EXERCISE:
Gather every line in the material below that contains the string "winding", and copy each one out in full.

[Stored data entries]
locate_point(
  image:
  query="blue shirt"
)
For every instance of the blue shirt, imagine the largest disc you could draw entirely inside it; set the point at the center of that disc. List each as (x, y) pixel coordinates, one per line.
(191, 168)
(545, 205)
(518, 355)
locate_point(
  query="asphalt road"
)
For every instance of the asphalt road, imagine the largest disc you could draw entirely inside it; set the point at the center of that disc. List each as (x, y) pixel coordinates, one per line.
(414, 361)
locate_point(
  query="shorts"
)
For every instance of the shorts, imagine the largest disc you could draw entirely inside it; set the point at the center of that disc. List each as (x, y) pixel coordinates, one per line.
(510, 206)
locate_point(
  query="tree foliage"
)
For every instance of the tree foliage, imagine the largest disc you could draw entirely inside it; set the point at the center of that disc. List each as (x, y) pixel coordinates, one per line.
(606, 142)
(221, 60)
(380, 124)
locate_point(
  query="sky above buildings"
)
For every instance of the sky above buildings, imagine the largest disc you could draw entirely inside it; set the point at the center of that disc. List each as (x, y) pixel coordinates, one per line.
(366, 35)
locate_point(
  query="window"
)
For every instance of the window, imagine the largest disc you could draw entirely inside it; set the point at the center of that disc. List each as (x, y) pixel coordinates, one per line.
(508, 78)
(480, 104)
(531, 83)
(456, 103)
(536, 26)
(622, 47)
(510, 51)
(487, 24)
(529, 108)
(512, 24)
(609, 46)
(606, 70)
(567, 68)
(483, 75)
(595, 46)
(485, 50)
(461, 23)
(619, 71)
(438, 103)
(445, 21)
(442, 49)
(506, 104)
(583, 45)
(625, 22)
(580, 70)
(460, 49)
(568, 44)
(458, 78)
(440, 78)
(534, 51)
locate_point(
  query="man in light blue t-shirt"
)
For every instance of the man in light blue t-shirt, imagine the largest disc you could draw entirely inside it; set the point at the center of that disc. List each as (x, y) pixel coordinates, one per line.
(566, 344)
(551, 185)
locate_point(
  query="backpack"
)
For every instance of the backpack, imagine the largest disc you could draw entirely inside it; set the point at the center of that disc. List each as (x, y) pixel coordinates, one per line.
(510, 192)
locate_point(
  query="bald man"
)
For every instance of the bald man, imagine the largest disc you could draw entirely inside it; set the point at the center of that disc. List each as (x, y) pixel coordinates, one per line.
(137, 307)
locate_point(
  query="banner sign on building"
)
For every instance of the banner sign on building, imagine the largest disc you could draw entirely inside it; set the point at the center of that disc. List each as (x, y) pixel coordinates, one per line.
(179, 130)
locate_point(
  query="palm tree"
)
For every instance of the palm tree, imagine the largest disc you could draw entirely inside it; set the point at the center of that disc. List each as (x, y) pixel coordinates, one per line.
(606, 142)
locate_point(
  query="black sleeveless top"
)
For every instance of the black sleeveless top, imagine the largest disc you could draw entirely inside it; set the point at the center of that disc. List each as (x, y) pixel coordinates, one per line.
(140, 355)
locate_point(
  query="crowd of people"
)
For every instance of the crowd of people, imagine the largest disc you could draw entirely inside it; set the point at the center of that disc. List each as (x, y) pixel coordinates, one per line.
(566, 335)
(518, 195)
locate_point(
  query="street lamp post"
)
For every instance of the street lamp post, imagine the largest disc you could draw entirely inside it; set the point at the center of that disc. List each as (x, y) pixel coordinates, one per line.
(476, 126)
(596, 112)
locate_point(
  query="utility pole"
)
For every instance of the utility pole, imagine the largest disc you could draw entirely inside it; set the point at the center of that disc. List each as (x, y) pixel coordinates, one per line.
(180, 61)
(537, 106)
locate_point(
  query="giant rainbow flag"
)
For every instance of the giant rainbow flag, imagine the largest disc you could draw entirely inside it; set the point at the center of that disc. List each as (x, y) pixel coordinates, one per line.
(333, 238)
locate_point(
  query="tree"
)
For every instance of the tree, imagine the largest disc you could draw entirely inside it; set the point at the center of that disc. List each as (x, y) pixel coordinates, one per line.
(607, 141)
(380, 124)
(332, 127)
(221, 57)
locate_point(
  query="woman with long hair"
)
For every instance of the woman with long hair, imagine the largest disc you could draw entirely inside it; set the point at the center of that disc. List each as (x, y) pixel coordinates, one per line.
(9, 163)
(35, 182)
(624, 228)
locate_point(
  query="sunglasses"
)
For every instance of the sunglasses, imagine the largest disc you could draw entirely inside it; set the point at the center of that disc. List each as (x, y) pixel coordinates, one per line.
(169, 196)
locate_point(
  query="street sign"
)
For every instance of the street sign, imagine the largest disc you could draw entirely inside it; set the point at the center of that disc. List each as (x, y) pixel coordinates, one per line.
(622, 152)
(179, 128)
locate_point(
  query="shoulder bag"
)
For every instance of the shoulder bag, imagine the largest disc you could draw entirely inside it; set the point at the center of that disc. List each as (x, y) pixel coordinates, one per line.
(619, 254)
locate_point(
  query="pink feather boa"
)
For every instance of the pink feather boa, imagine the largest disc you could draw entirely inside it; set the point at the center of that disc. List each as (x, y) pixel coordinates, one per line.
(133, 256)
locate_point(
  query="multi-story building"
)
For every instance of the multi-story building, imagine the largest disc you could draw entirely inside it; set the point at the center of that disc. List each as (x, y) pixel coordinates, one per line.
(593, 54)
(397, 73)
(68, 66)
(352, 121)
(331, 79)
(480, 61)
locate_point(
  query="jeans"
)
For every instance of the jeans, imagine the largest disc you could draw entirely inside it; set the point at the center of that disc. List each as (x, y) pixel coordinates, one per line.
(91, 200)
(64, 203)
---
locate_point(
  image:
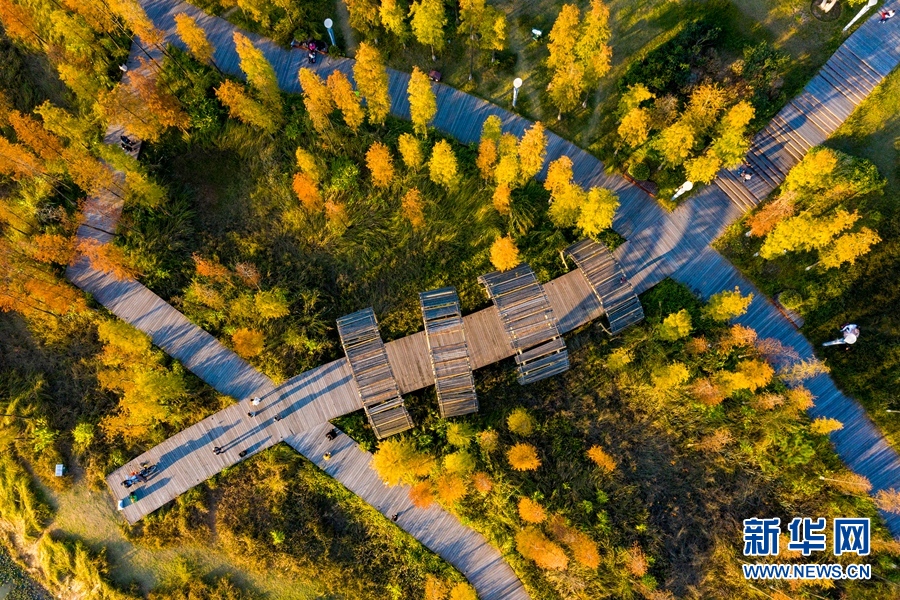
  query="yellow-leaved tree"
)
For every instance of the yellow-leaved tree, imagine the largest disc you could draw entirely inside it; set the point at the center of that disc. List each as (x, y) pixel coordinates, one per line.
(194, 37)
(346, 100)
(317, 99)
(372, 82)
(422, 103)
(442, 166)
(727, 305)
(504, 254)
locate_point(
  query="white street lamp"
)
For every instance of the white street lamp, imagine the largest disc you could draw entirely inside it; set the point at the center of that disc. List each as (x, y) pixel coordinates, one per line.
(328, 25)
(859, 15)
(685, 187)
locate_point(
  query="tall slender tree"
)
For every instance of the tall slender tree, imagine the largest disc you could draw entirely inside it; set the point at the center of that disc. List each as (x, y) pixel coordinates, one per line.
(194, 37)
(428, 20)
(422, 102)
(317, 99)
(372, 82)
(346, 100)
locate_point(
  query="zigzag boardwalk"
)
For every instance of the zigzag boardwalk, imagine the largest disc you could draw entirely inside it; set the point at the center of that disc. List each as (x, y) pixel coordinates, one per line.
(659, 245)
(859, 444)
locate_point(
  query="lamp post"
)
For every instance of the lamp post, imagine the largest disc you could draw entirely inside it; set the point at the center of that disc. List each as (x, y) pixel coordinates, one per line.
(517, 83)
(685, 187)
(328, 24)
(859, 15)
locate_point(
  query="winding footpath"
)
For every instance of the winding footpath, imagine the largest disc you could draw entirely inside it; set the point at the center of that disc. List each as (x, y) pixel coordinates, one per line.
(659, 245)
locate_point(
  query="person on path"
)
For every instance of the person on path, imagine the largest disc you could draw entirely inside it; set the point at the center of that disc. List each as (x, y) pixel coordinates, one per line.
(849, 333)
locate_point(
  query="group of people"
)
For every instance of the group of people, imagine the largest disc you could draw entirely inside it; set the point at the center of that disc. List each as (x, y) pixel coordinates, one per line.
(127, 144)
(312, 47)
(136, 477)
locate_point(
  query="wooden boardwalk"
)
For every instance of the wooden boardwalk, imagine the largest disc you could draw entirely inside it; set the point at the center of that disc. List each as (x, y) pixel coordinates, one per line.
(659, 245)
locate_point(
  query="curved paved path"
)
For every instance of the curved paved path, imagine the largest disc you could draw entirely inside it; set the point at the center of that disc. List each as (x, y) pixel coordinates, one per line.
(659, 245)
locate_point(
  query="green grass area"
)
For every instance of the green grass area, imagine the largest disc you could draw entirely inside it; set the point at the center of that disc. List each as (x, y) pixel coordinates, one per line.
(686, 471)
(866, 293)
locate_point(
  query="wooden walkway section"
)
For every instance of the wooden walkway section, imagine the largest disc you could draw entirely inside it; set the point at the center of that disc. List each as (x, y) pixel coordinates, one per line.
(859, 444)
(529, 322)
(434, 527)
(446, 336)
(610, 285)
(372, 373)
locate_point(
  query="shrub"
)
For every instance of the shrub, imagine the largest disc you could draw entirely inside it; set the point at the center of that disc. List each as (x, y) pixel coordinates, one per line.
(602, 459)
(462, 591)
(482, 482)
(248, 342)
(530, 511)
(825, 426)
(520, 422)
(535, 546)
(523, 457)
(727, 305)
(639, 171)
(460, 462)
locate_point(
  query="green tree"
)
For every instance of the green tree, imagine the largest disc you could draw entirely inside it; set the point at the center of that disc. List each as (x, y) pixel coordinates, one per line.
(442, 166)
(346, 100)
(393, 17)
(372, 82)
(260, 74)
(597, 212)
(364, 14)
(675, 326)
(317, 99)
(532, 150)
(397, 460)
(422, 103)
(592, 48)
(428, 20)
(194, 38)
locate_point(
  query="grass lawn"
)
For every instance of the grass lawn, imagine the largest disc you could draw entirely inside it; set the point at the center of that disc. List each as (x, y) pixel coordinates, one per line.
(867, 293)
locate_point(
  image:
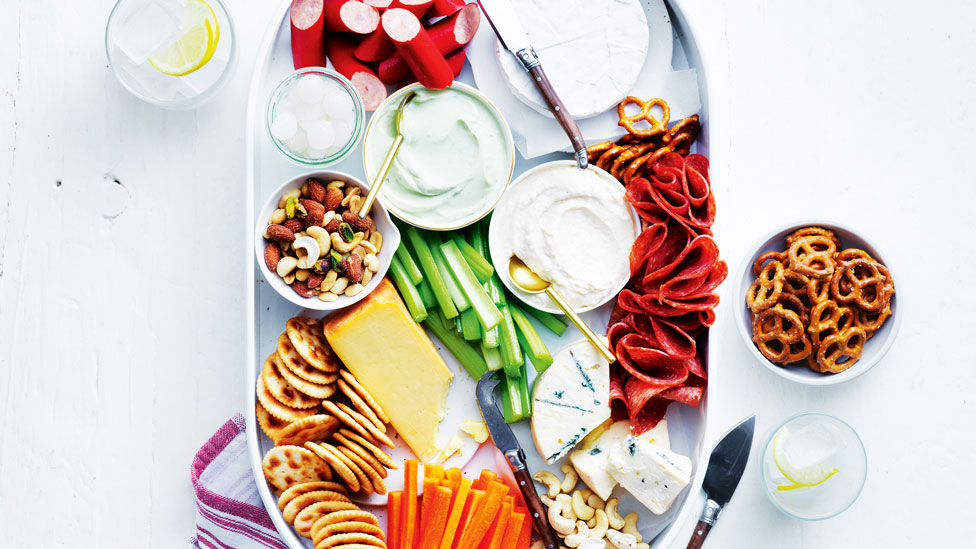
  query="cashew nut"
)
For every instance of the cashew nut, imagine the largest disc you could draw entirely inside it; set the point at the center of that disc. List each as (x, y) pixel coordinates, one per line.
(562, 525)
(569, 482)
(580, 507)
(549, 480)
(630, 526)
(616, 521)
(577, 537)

EXERCISE OUTPUT:
  query="winding footpath"
For every instance of the winding footpath, imagine the largest disc you could draw entirely inside it; set the point at the center of that disc. List each as (x, y) pixel coordinates, one per line.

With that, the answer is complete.